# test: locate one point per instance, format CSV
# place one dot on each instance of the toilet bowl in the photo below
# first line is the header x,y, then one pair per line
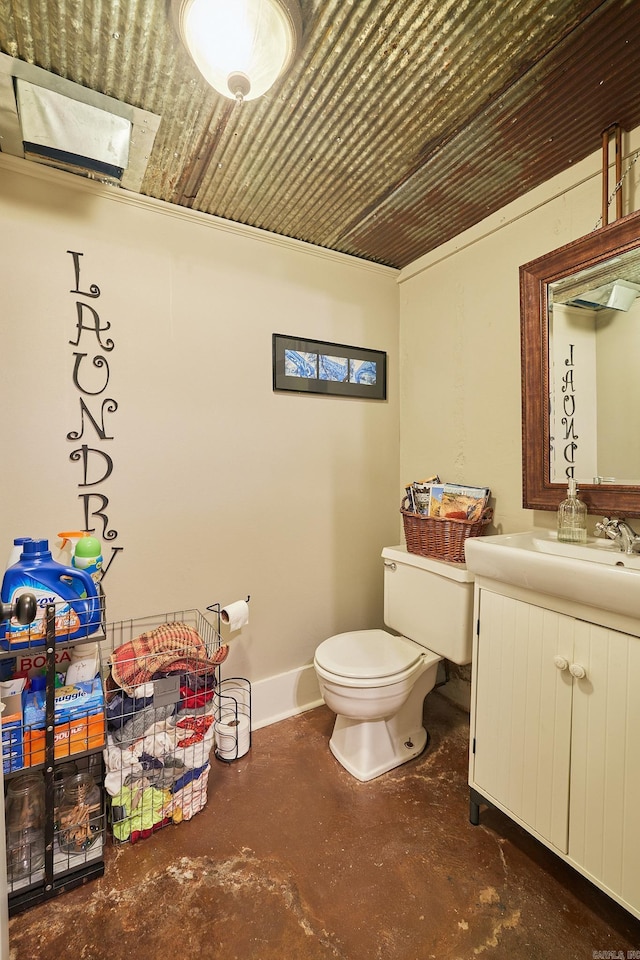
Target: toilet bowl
x,y
376,682
379,717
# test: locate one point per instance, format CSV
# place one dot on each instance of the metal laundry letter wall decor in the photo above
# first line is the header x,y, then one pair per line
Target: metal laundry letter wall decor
x,y
96,464
568,419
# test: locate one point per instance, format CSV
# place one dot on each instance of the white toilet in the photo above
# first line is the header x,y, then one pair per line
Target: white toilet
x,y
376,682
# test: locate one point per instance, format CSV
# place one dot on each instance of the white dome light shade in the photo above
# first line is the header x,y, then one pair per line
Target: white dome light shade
x,y
241,47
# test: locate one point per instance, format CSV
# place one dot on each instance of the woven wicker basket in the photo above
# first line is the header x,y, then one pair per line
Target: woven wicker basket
x,y
439,537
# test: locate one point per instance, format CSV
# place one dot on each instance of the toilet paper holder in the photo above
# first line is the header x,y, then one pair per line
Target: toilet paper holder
x,y
232,710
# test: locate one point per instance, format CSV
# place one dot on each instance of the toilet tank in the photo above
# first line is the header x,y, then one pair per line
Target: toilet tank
x,y
430,601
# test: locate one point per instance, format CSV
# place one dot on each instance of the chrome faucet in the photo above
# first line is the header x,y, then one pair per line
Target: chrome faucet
x,y
621,532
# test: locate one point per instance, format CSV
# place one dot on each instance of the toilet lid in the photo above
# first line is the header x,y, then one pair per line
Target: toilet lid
x,y
367,654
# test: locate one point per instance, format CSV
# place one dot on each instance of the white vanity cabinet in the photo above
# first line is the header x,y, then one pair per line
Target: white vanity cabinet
x,y
555,729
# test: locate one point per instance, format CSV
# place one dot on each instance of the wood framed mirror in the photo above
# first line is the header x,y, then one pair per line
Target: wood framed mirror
x,y
579,312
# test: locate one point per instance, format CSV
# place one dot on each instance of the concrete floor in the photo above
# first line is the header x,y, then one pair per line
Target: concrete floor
x,y
293,859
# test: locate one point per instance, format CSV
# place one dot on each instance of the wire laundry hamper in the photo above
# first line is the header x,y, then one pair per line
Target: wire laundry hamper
x,y
162,683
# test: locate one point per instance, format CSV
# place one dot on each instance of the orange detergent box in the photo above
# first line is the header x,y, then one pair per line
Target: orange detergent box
x,y
75,736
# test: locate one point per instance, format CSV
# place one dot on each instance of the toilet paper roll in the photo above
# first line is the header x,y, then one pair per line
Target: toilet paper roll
x,y
234,694
235,614
233,736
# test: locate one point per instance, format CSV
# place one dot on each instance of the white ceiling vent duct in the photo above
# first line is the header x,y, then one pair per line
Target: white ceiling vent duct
x,y
71,135
619,295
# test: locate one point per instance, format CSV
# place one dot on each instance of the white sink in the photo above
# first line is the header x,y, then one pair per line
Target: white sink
x,y
596,573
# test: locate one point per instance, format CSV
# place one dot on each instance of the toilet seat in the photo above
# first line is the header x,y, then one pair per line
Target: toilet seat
x,y
368,655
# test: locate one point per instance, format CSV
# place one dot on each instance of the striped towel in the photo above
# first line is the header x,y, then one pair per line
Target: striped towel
x,y
170,648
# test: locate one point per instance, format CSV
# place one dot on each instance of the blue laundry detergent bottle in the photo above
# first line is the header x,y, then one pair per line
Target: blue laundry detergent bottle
x,y
73,592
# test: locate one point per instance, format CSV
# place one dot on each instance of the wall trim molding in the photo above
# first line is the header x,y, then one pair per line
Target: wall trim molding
x,y
60,178
284,695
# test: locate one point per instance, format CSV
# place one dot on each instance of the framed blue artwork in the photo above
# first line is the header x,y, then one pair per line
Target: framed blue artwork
x,y
317,366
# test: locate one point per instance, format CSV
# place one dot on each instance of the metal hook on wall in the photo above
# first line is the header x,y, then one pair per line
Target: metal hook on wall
x,y
614,130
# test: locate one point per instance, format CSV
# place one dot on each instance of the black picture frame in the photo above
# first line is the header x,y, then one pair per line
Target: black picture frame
x,y
301,365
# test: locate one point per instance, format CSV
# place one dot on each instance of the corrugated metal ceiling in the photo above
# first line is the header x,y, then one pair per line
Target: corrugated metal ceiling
x,y
401,123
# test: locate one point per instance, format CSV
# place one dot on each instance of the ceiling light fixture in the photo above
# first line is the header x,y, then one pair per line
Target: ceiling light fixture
x,y
240,47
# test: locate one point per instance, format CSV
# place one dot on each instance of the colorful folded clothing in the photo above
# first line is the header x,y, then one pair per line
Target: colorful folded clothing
x,y
170,648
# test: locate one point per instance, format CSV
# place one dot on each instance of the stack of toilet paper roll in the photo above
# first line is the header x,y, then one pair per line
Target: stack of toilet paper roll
x,y
233,726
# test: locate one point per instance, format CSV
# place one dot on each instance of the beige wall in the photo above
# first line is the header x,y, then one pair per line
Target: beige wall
x,y
220,487
460,338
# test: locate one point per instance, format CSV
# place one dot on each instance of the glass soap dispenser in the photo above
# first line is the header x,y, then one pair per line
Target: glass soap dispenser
x,y
572,517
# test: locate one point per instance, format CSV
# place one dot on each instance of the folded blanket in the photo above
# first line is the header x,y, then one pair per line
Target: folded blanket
x,y
170,648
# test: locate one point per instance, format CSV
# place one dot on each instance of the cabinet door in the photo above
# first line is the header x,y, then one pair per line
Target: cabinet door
x,y
604,835
522,728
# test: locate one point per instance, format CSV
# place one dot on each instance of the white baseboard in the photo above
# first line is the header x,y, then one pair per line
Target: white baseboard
x,y
284,695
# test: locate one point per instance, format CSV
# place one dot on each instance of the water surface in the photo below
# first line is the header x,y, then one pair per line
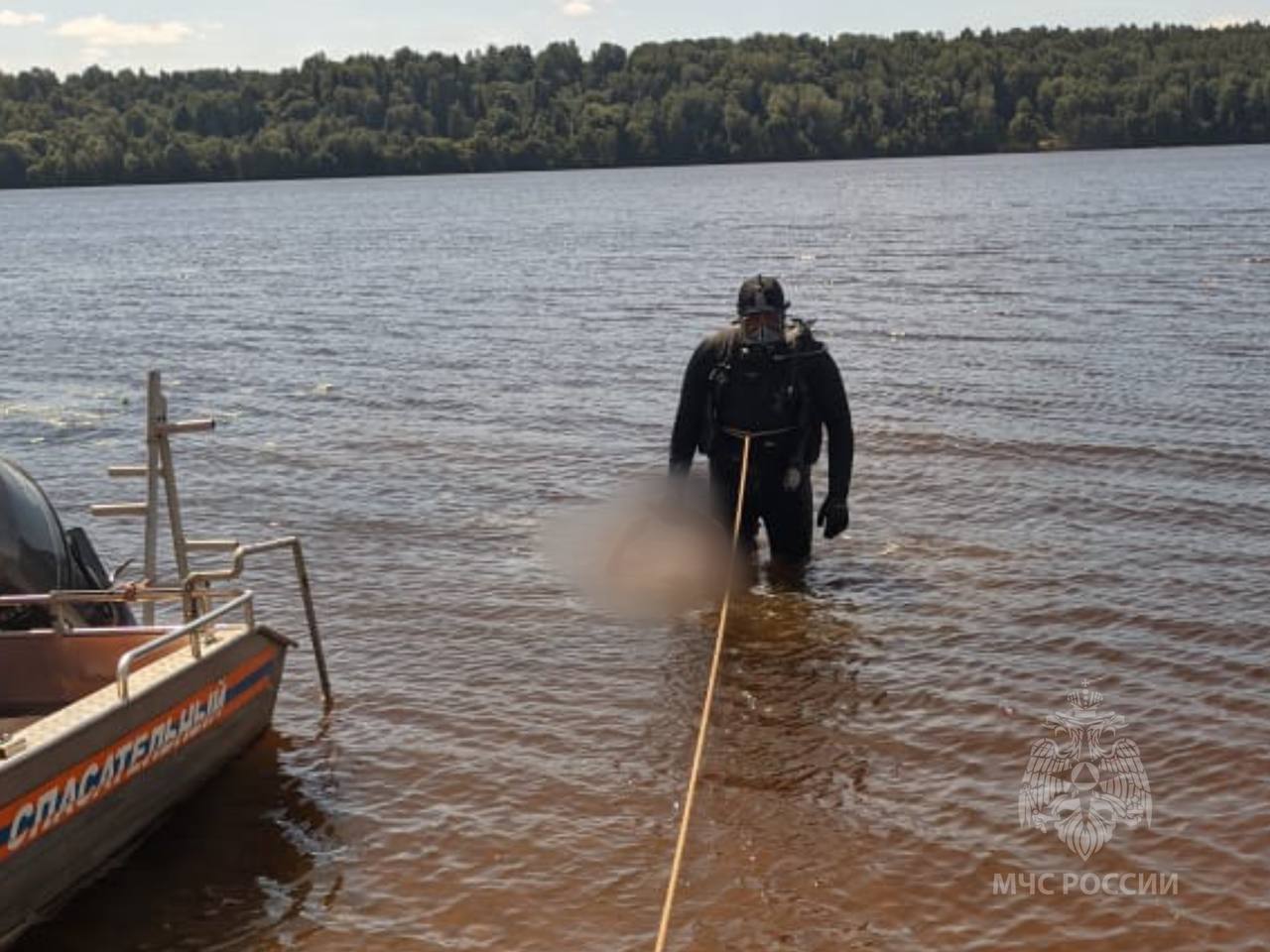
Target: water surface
x,y
1057,366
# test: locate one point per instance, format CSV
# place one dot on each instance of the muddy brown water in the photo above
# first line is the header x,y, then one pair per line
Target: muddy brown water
x,y
1058,368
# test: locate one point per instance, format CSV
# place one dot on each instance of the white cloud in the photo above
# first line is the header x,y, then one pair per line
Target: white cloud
x,y
9,18
100,32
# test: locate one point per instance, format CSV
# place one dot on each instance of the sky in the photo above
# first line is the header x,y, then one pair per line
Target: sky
x,y
68,36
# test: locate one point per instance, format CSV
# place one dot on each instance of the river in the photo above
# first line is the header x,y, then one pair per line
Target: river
x,y
1057,367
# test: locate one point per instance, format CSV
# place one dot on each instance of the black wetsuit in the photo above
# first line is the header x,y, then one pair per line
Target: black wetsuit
x,y
784,397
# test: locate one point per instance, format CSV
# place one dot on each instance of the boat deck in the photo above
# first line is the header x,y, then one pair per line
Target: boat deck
x,y
27,734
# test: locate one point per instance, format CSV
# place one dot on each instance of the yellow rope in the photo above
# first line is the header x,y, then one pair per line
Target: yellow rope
x,y
705,710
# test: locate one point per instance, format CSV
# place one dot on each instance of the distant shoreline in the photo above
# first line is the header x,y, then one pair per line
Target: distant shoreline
x,y
698,102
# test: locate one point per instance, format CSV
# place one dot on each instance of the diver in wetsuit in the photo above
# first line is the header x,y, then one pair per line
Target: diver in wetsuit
x,y
771,379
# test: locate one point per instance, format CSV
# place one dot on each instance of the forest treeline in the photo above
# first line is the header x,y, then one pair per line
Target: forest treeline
x,y
698,100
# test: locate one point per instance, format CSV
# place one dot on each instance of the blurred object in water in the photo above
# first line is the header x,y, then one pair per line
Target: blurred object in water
x,y
653,549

**********

SET TASK |
Reproduce all of the material above word for word. Omit the pictures.

RESULT OF THIS EXERCISE |
# test: locate one point per instance, format CSV
# place one dot on each instance of the toilet bowl in the photo below
# first line is the header x,y, then one pair per line
Target: toilet bowl
x,y
376,682
379,717
# test: locate one point per instance, format CSV
# place one dot on each instance of the metal laundry letter wall decor in the photo above
# first line is the header x,y, then one pair per line
Target: metal laundry letter wall decor
x,y
96,464
568,419
# test: locate one point per instance, format CSV
# place one dot on each instance of the white toilet in the photo above
# first line is the header x,y, then one pair per line
Target: white toilet
x,y
376,682
# test: locate one point per instance, format CSV
# place one dot on each instance of the white dome light shade in the photo above
# first line is the header x,y, then one pair per line
Target: white dome light shade
x,y
241,47
# test: locate one point per instance, format CSV
# place one dot on each instance of the woven wicker basket in the photo above
# first line is the header x,y, then one pair per line
Target: woven wicker basket
x,y
439,537
# test: locate one point per instance, format CSV
# place one dot on each instance of the toilet paper holder in the photo above
# first line is the header x,y, then one pair per line
Target: toilet paper holder
x,y
232,710
# test: locate one point per instance, format CSV
# place one dot on each instance of the toilet tank in the photo above
# first line is the header x,y, then one pair per line
Target: toilet tank
x,y
430,601
# test: locate one point per instance, format CSV
# place one dot on each instance of the chrome faucet in the photo above
# first line is the header x,y, then one pair per line
Target: chrome faucet
x,y
621,532
# test: locate one point per instance, format CSV
# place one dot on each instance of the toilet lid in the photo above
# first line is the header x,y, then one pair per line
Target: toilet lid
x,y
367,654
# test: locate one point per instance, format CSV
# place one dot on each instance of the white vanity cabinet in the photo above
# first line is the header x,y, then one pair per line
Target: white vanity cabinet
x,y
555,729
# test: locate one point per instance, format CSV
# place one dot on each instance of the wood framed mirror in the photo above
# first line is the header x,y, then one pair per line
Target: wood framed mirror
x,y
579,312
# test: locate one point per instance, format CSV
# place one dot on each instance of the concrete floor in the photo above
# first line is the header x,y, then one pair per line
Target: concrete floor
x,y
293,859
# test: locate one point per instance, format CSV
# place one dot on each instance of the wire laundry hamper in the photo above
# first line is the header x,y, then one pair per line
Target: wire laundry hamper
x,y
162,683
# test: locate one point per instance, format CSV
# place one dot on each instance of the orange detergent box in the photo above
# first line is the header x,y, then one pair per line
Target: orange detergent box
x,y
75,736
# test: locate one point per instance, format CSV
# place one dot on each instance of the toilet paper roll in the photo above
# first line is the header x,y, then one pair per line
Target: toilet paper roll
x,y
234,694
235,614
233,736
# test: locate one point per instance, format CSV
# place one dot on each instance of the white ceiling vent duct in the photo above
# first line is the header x,y, then one pair per line
Target: white ceiling vent duct
x,y
71,135
619,295
# test: locate one point per instance, format CSV
# place one dot on each instance of the white sink in the photo above
# first line is the header x,y, then one pair per line
Target: white sink
x,y
596,573
# test: locate one point per instance, format CSV
# place one dot on each instance of the toilet seat in the photo above
# first line is the header x,y, then one pair per line
Target: toilet seat
x,y
368,655
# test: locate one point per instance, format CSV
# place one dot on each instance of the striped towel in the photo above
# first line is the header x,y, then one pair per line
Target: striped towel
x,y
170,648
# test: locate one point per instance, format CSV
# place one dot on each instance of the blue laundry detergent bottle in the photo above
# first line is the header x,y, then one pair per line
Target: blue laundry detergent bottle
x,y
73,592
# test: locate one point per instance, format CSV
# place one dot on each instance of the wall trim molding in the photo above
# first line is the header x,y, then one pair per line
Target: wall trim molding
x,y
60,178
284,695
# test: locate one point per instance, format CSV
# place one dot on each instance of the framed blue artwork in the photo above
# first line is the header x,y, then one pair per line
Target: framed blue artwork
x,y
317,366
# test: locate one point per instance, format CSV
# place one dot on each instance of the metal hook on wall in the photo above
# first line is the header x,y, then one pair per line
Target: metal hook on wall
x,y
614,130
# test: locate one point per instance, format CSV
# place one dot on each instance of the black picture frame in the photo above
# first line is the header x,y, then one pair per line
Target: black picture frame
x,y
301,365
# test: locate one point per instance, format CSV
# place one dot on each instance of the corrugated metal ceiling in the photo above
# first line is the header x,y, then one pair per line
Target: corrugated metal ceiling
x,y
401,123
# test: locate one point per instance, format CSV
# place one dot on each instance of the ceiling light fixture in the photo above
# first line is the header x,y, then one pair per line
Target: ceiling light fixture
x,y
240,47
# test: locate one point per instance, format CSV
# place one dot on each instance of the colorful folded clothing in the photo above
# first line is the header x,y, then one pair per line
Target: colorful folded clothing
x,y
170,648
# test: locate one point per instance, format CSV
# place one dot on each instance of the stack of toilet paper roll in the photo above
# first line is the header x,y, then one pair per line
Target: stack of toilet paper roll
x,y
233,726
# test: locate one point per instance, format CSV
# place one dot on each instance of the beige wall in the photo above
# first line is the header x,y, then one pair per line
Target: beige wall
x,y
220,487
460,338
# test: locate one point per instance, format CSV
# place one dot on each instance of the glass soap dispenser in the photo above
# first line is the header x,y, then one pair per line
Target: glass soap dispenser
x,y
572,517
# test: locate one point per instance, format CSV
# place one dot on each instance of the folded blanket in the photo above
# first line is the header x,y, then one pair per line
Target: folded blanket
x,y
170,648
# test: locate one point per instance, format CSV
# place one dot on each instance of the cabinet door in the photo above
# first line is the header x,y, then one pair per line
Target: cabinet door
x,y
604,835
522,728
# test: locate one point per instance, format CSV
# place one dot on each instance of the white baseboard in the photo above
# first line is the header x,y, then one pair per line
Target: white baseboard
x,y
284,695
# test: locate one point per instance, format CSV
# place one dot on each instance of the water surface in the photo below
# first line is the header x,y, then one pair per line
Target: water surface
x,y
1057,366
# test: locate one point per instance, format CSV
# place one dot on each instance of the muddy brown water in the photo above
# first line is the header x,y, then one pair per line
Target: muddy brown water
x,y
1058,368
# test: locate one point per instance, format CSV
# place one dot on each instance of the white cloud in the photo above
# first line is the header x,y, then one pair per line
Target: white cloud
x,y
9,18
100,32
# test: locate one point per instance, format CSV
# place one dot on each instance of the sky in the photo above
# first line is the header x,y, then one pair per line
Target: sky
x,y
68,36
# test: locate one point per instance, format CSV
# place one dot on each instance of the river in the photo above
# first line is the header x,y, then one pair per line
Target: river
x,y
1057,367
# test: locate one point per instance, format CSV
# place one dot on each instance of the black wetsuit in the photo above
# first line is the header x,y, then one pair per line
Target: black wetsuit
x,y
784,397
# test: locate one point per instance, format CSV
# place one dot on each instance of the boat deck in the photo above
# first line is the header x,y, then one pair per line
Target: boat deck
x,y
27,734
# test: locate one point per instance, format CSV
# place one dot on each instance of the yellow rope in the photo above
# first line is the header x,y, then one pair per line
Target: yellow rope
x,y
705,710
# test: locate one point per instance, format CSV
# place one dot on each instance of the distant shoreline in the photo above
# first line is the header x,y, then one pair per line
Target: distant shoreline
x,y
698,102
# test: locate one point per instance, format CSV
# place one dot on each instance of the diver in wetsuit in the photo above
# first line is the header x,y, then one pair per line
Target: diver in wetsuit
x,y
771,379
# test: locate one point per instance, format CSV
# place one dot on each instance of the forest treeline in the photo above
# first line is the header x,y, then one pair per line
Target: forest treeline
x,y
698,100
# test: locate one point per instance, format CSV
# place one dot on each instance of the blurred object in water in the photo above
# first line is the header x,y, then one pair per line
Target: blurred object in water
x,y
653,549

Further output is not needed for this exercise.